**Problem details:** Return the data that follows exactly, with each line intact.

[Collected data entries]
________
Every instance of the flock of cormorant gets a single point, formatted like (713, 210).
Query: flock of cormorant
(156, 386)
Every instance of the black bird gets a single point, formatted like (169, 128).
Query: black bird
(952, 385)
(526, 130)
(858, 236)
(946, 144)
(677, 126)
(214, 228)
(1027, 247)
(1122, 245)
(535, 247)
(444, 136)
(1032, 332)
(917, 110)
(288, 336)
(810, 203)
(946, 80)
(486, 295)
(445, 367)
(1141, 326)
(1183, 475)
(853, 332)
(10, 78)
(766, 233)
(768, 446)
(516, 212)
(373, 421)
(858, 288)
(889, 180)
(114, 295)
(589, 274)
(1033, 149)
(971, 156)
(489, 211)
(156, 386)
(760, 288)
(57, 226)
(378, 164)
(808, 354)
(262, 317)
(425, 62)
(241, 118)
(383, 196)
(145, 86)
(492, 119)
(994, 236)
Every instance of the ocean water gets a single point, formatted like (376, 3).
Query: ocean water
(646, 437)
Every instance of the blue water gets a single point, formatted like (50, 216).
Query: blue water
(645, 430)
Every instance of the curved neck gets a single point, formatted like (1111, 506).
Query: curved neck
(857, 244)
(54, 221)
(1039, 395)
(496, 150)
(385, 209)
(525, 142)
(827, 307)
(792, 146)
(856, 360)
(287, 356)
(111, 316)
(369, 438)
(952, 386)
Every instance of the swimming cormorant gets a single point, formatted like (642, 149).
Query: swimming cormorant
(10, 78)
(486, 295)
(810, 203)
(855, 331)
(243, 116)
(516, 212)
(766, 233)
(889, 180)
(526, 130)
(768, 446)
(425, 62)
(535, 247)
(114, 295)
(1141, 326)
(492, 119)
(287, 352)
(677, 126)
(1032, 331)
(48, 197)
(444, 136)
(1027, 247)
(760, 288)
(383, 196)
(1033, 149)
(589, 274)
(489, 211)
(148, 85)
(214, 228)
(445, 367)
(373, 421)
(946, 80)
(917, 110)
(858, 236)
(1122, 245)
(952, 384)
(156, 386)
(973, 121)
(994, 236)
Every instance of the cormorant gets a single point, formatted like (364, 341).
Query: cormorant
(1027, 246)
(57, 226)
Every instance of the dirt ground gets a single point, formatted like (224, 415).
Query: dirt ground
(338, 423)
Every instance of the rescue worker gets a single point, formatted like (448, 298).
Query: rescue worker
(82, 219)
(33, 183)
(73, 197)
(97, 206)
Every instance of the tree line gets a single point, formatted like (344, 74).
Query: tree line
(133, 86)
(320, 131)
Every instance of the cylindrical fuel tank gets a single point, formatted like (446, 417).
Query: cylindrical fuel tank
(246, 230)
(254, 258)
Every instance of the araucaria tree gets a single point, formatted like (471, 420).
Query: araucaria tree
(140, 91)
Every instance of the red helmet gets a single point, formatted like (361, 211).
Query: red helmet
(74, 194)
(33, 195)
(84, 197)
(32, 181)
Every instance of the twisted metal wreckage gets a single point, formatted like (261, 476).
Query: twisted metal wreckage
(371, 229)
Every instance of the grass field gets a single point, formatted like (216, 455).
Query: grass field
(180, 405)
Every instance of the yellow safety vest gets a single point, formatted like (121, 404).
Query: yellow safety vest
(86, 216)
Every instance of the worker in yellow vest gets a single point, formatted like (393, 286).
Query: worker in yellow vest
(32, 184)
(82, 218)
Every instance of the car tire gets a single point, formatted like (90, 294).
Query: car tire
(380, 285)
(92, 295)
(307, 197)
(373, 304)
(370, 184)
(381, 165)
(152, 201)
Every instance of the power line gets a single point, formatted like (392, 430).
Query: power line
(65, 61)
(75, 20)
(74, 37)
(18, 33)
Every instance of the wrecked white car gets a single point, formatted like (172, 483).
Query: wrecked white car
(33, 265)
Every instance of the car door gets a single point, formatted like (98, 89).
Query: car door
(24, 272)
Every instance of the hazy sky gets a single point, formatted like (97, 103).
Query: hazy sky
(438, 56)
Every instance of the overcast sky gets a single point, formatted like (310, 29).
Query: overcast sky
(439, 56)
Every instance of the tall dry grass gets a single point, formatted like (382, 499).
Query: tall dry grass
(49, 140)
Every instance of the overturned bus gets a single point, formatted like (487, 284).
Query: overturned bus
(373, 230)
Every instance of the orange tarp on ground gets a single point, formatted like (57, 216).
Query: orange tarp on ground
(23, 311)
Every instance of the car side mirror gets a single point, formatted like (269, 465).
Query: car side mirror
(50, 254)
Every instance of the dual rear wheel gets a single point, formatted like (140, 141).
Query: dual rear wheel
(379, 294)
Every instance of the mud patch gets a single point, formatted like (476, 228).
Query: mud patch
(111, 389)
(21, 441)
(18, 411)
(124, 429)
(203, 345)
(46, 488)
________
**Answer to the exercise:**
Every instance of the flock of cormorant gets a single point, formatted like (713, 210).
Query: flock of cormorant
(156, 386)
Every instance of the black bird gets a single point, formatted like (169, 128).
Query: black bird
(952, 385)
(526, 130)
(858, 236)
(946, 144)
(677, 126)
(214, 228)
(1027, 247)
(1122, 245)
(535, 247)
(444, 136)
(1032, 332)
(917, 110)
(288, 336)
(810, 203)
(946, 80)
(486, 295)
(445, 367)
(1141, 326)
(1183, 475)
(853, 332)
(10, 78)
(766, 233)
(768, 446)
(516, 212)
(373, 421)
(858, 288)
(889, 180)
(114, 295)
(589, 274)
(1033, 149)
(971, 156)
(489, 211)
(156, 386)
(760, 288)
(57, 226)
(378, 164)
(808, 354)
(262, 317)
(425, 62)
(241, 118)
(383, 196)
(145, 86)
(492, 119)
(994, 236)
Every instance of the ocean water gets a single point, formatted like (376, 3).
Query: ocean water
(646, 437)
Every instance of the blue water gets a single point, formatted like (50, 216).
Query: blue water
(645, 430)
Every instance of the curved neck gets a single point, formatted like (1111, 506).
Query: curved neck
(857, 244)
(54, 221)
(1039, 395)
(496, 150)
(385, 209)
(525, 142)
(827, 307)
(792, 146)
(856, 360)
(287, 356)
(111, 316)
(369, 438)
(952, 386)
Every instance of the swimming cormorant gets a single point, formatted like (642, 149).
Query: swimming cormorant
(10, 78)
(486, 295)
(810, 203)
(855, 331)
(243, 116)
(516, 212)
(766, 233)
(889, 180)
(526, 130)
(768, 446)
(425, 62)
(535, 247)
(114, 295)
(1141, 326)
(492, 119)
(287, 352)
(677, 126)
(1032, 331)
(48, 197)
(444, 136)
(1027, 247)
(760, 288)
(383, 196)
(1033, 149)
(589, 274)
(489, 211)
(148, 85)
(214, 228)
(445, 367)
(373, 421)
(946, 80)
(917, 110)
(858, 236)
(1122, 245)
(952, 384)
(156, 386)
(973, 121)
(994, 236)
Every instance of the cormorant gets a single point, formatted like (364, 341).
Query: cormorant
(1027, 246)
(57, 226)
Every instance of the dirt ground gets a single point, formatted like (224, 415).
Query: dirt ground
(338, 423)
Every instance of the rescue worker gets a single point, formatted like (448, 298).
Query: rescue worker
(82, 219)
(33, 183)
(73, 197)
(97, 206)
Every instance of the tree line gets a single point, formatted like (344, 74).
Query: tree line
(133, 86)
(320, 131)
Every instance of the cylindrical fuel tank gets a single point, formatted like (446, 417).
Query: cylindrical fuel tank
(246, 230)
(254, 258)
Every instance of the araucaria tree gets a single point, formatted like (471, 420).
Query: araucaria tree
(140, 91)
Every instance of the red helmet gets a single point, formatted like (361, 211).
Query: red helmet
(74, 194)
(33, 195)
(84, 197)
(32, 181)
Every instance of the twisted metal wreckage gets a single point, formatted like (261, 476).
Query: twisted metal wreckage
(371, 229)
Every instance of the grass field gets a single point, formatted like (216, 455).
Query: grass field
(180, 405)
Every instance of the yellow safety vest gets a single point, formatted like (121, 404).
Query: yellow safety vest
(86, 216)
Every instance of the worker in yellow vest gets a single point, formatted like (393, 286).
Query: worker in yellow vest
(32, 184)
(82, 218)
Every instance of the car tire gets a single point, formatted like (90, 294).
Query: car tire
(380, 285)
(92, 295)
(307, 197)
(373, 304)
(370, 184)
(381, 165)
(152, 201)
Every instance of the power line gets a single point, formatted like (392, 430).
Query: power line
(65, 61)
(75, 20)
(74, 37)
(18, 33)
Every instance of the wrecked white car gets a single point, formatted like (172, 483).
Query: wrecked white car
(33, 265)
Every instance of the car door gets a single point, formatted like (98, 89).
Query: car door
(24, 272)
Every instance of the hazy sky gets a single point, formatted like (97, 103).
Query: hazy sky
(438, 56)
Every instance of the overcast sky gets a single point, formatted like (310, 29).
Query: overcast sky
(439, 56)
Every instance of the tall dry grass gets a single point, formatted like (382, 499).
Query: tall dry grass
(49, 140)
Every instance of the overturned bus gets a single point, formatted like (487, 284).
Query: overturned bus
(373, 230)
Every instance of the orange tarp on ground gets a single point, formatted like (57, 216).
Query: orange tarp on ground
(23, 311)
Every instance of the car side mirror gets a single point, formatted like (269, 465).
Query: car side mirror
(50, 254)
Every instance of the dual rear wheel gets a single point, formatted like (140, 141).
Query: dual rear wheel
(379, 294)
Every instance of the mud patch gets a single point, formatted like (476, 228).
Query: mud patch
(111, 389)
(21, 441)
(18, 411)
(124, 429)
(203, 345)
(46, 488)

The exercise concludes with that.